AIM OF THE EXERCISE: The records that follow must be repeated verbatim, every one of them.

(Point-per-instance localization data)
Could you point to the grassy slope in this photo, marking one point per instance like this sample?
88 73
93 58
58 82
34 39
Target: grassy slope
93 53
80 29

FINISHED EXERCISE:
Could you point to the grassy slope in this photo, marking one point per instance like this sample?
88 73
93 58
58 82
34 39
Target: grassy slope
93 53
80 29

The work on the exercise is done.